## The data
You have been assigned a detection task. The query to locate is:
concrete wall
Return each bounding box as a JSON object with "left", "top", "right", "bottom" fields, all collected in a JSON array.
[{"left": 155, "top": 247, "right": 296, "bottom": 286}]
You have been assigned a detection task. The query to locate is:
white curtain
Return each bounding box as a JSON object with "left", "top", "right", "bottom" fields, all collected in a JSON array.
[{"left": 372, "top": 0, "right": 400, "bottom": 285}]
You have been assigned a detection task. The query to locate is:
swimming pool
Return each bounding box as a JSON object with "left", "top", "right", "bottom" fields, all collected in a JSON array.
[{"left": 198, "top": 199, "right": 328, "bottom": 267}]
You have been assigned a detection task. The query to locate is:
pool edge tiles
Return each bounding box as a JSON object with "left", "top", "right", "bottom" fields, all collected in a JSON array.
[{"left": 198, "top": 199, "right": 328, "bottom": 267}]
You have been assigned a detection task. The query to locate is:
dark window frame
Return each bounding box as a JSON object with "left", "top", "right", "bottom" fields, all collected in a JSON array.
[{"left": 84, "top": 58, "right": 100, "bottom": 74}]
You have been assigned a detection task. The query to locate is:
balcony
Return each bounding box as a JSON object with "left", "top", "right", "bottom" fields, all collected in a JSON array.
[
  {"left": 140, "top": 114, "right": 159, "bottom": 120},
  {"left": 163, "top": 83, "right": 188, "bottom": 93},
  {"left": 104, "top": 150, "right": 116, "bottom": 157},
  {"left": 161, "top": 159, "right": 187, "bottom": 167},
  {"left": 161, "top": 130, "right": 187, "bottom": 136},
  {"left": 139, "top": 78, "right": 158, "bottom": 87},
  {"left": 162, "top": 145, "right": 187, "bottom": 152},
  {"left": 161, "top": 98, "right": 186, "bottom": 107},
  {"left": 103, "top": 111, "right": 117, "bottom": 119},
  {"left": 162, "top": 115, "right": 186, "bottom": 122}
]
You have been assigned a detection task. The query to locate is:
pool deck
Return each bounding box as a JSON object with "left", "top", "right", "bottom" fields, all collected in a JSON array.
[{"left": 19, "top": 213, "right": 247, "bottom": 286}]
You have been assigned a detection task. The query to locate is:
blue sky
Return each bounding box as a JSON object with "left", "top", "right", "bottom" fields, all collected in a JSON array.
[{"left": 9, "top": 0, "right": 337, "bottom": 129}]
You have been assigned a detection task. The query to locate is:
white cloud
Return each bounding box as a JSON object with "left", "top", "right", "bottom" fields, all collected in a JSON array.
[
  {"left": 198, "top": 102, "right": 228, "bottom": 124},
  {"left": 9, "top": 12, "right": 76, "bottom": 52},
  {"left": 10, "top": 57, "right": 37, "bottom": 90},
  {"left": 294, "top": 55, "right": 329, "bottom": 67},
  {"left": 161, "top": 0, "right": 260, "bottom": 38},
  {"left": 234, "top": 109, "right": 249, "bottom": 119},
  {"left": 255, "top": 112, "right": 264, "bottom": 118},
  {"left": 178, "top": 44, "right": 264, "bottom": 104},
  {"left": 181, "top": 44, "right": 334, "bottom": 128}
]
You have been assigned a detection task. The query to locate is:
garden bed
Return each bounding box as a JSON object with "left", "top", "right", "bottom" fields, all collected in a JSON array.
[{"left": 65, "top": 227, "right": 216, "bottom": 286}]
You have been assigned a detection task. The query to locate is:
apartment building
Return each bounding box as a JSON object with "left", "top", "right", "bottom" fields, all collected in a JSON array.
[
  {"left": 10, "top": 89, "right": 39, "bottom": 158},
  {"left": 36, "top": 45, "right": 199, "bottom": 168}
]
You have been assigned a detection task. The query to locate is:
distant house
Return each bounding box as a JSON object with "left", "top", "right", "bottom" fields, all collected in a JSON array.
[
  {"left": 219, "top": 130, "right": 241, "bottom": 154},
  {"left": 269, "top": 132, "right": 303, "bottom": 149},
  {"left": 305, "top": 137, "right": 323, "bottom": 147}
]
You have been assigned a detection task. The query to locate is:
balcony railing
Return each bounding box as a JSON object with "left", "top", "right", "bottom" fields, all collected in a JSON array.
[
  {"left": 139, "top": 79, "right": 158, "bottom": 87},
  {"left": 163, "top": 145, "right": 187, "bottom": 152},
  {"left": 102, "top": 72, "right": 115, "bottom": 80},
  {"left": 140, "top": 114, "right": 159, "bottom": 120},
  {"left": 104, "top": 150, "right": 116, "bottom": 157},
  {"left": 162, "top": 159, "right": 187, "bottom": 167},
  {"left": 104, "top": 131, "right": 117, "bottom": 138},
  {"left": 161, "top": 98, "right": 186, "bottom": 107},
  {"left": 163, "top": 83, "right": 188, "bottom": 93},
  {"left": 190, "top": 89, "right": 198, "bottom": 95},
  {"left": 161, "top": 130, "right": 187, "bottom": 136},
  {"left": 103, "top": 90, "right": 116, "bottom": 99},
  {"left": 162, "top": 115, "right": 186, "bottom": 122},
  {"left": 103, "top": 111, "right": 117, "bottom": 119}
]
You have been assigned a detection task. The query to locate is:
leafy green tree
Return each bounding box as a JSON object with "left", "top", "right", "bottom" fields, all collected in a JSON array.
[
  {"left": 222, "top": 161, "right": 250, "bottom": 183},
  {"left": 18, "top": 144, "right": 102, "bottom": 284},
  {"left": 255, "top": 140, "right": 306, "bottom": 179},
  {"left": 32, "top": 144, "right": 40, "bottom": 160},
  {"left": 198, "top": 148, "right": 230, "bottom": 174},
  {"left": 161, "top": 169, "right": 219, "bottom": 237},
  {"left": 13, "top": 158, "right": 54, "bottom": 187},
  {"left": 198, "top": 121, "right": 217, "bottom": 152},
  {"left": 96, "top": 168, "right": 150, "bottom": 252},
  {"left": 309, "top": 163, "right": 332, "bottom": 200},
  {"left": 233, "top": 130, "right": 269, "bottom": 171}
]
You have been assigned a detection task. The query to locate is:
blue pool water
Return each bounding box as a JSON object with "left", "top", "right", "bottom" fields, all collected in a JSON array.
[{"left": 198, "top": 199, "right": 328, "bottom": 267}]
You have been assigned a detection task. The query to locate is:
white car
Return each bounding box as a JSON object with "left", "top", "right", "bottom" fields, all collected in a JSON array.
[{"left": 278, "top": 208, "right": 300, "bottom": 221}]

## Problem requirements
Exactly reproduce the material above.

## Answer section
You have been assigned a detection task. The query to locate is:
concrete wall
Return each bounding box as a JSON object with "left", "top", "right", "bottom" fields, all collected in a JSON array.
[{"left": 155, "top": 247, "right": 296, "bottom": 286}]
You have been assigned a detection task. The query to locate is:
white curtain
Return each bounding box as a JSON object with "left", "top", "right", "bottom" fields, all collected in a JSON array.
[{"left": 372, "top": 0, "right": 400, "bottom": 285}]
You have been assigned a detection task. The query to locate is:
swimming pool
Return each bounding box as a JSON object with "left", "top", "right", "bottom" fields, all collected in a JSON array.
[{"left": 198, "top": 199, "right": 328, "bottom": 267}]
You have been assigned a detection task. The query to locate is:
pool edge tiles
Return each bounding box as a JSON object with "left", "top", "right", "bottom" fields, all collected in a JSON array.
[{"left": 198, "top": 199, "right": 328, "bottom": 267}]
You have been assigned a detection task. The query to locate is:
dark window frame
Return each bounding box as a JSON object with "left", "top", "right", "bottom" fields, all collected in a JSON array.
[{"left": 84, "top": 58, "right": 100, "bottom": 74}]
You have been assigned a detection task. The query to locate is:
balcony
Return each bounding box as a JSON object with "left", "top", "right", "bottom" fields, all collected in a JSON array.
[
  {"left": 140, "top": 114, "right": 159, "bottom": 120},
  {"left": 163, "top": 83, "right": 188, "bottom": 93},
  {"left": 104, "top": 150, "right": 116, "bottom": 157},
  {"left": 161, "top": 159, "right": 187, "bottom": 167},
  {"left": 161, "top": 130, "right": 187, "bottom": 136},
  {"left": 139, "top": 78, "right": 158, "bottom": 87},
  {"left": 162, "top": 145, "right": 187, "bottom": 152},
  {"left": 161, "top": 98, "right": 186, "bottom": 107},
  {"left": 103, "top": 111, "right": 117, "bottom": 119},
  {"left": 162, "top": 115, "right": 186, "bottom": 122}
]
You have been assigned a detection task. The query to locate is:
pool deck
Return each bounding box as a JSON object with "left", "top", "right", "bottom" fields, all collected in a JSON array.
[{"left": 19, "top": 213, "right": 247, "bottom": 286}]
You have been assigned a detection task. The query to locate is:
blue sky
Return each bounding box as a JSON object with "left", "top", "right", "bottom" fields, all collected in a JSON array.
[{"left": 9, "top": 0, "right": 337, "bottom": 129}]
You have been assigned a detection task. The query to locate is:
white cloud
Return each bounding box as a JSON object with "left", "top", "right", "bottom" fields, all collected in a JSON array.
[
  {"left": 198, "top": 102, "right": 228, "bottom": 124},
  {"left": 9, "top": 12, "right": 76, "bottom": 52},
  {"left": 10, "top": 57, "right": 37, "bottom": 90},
  {"left": 294, "top": 55, "right": 329, "bottom": 67},
  {"left": 161, "top": 0, "right": 260, "bottom": 38},
  {"left": 234, "top": 109, "right": 249, "bottom": 119},
  {"left": 255, "top": 112, "right": 264, "bottom": 118},
  {"left": 178, "top": 44, "right": 264, "bottom": 104},
  {"left": 181, "top": 44, "right": 334, "bottom": 128}
]
You have been assigned a detection task. The query to locate is:
garden bed
Return each bounding box as a JSON object with "left", "top", "right", "bottom" fields, all collected in a JSON array.
[{"left": 65, "top": 227, "right": 216, "bottom": 286}]
You have been assigned a detection task. The query to locate is:
apartment building
Return each bounding box as a JSON object with "left", "top", "right", "bottom" fields, all collected in a JSON array.
[
  {"left": 10, "top": 89, "right": 39, "bottom": 158},
  {"left": 36, "top": 45, "right": 199, "bottom": 168}
]
You have been assigned a detection task. The query to locate is:
distant house
Return each bounding box as a JSON object with "left", "top", "right", "bottom" fields, all collected in a JSON array.
[
  {"left": 219, "top": 130, "right": 241, "bottom": 154},
  {"left": 269, "top": 132, "right": 303, "bottom": 149},
  {"left": 305, "top": 137, "right": 323, "bottom": 147}
]
You have been assigned a detection task. The query to locate is:
balcony railing
Return each bounding box as a JSON object with "left", "top", "right", "bottom" fields, all collected in a JSON array.
[
  {"left": 139, "top": 79, "right": 158, "bottom": 87},
  {"left": 163, "top": 145, "right": 187, "bottom": 152},
  {"left": 102, "top": 72, "right": 115, "bottom": 80},
  {"left": 140, "top": 114, "right": 159, "bottom": 120},
  {"left": 104, "top": 150, "right": 116, "bottom": 157},
  {"left": 162, "top": 159, "right": 187, "bottom": 167},
  {"left": 104, "top": 131, "right": 117, "bottom": 138},
  {"left": 161, "top": 98, "right": 186, "bottom": 107},
  {"left": 163, "top": 83, "right": 188, "bottom": 93},
  {"left": 190, "top": 89, "right": 198, "bottom": 95},
  {"left": 161, "top": 130, "right": 187, "bottom": 136},
  {"left": 103, "top": 90, "right": 116, "bottom": 99},
  {"left": 162, "top": 115, "right": 186, "bottom": 122},
  {"left": 103, "top": 111, "right": 117, "bottom": 119}
]
You have been assigned a detection task. The query to locate is:
leafy green tree
Return each bounding box as a JSON object with "left", "top", "right", "bottom" fields, all collected in a JSON array.
[
  {"left": 222, "top": 161, "right": 250, "bottom": 183},
  {"left": 18, "top": 144, "right": 102, "bottom": 284},
  {"left": 255, "top": 140, "right": 306, "bottom": 179},
  {"left": 32, "top": 144, "right": 40, "bottom": 160},
  {"left": 198, "top": 148, "right": 230, "bottom": 174},
  {"left": 161, "top": 169, "right": 219, "bottom": 237},
  {"left": 13, "top": 158, "right": 54, "bottom": 187},
  {"left": 198, "top": 121, "right": 217, "bottom": 152},
  {"left": 96, "top": 168, "right": 150, "bottom": 252},
  {"left": 309, "top": 163, "right": 332, "bottom": 200},
  {"left": 233, "top": 130, "right": 269, "bottom": 171}
]
You have been assigned a detection task. The query to locate is:
blue pool water
Return each bounding box as a JSON object with "left", "top", "right", "bottom" fields, all collected in a JSON array.
[{"left": 198, "top": 199, "right": 328, "bottom": 267}]
You have been assigned a detection task. The query to locate is:
white car
Return each bounding box as a JSON object with "left", "top", "right", "bottom" fields, all collected in a JSON array.
[{"left": 278, "top": 208, "right": 300, "bottom": 221}]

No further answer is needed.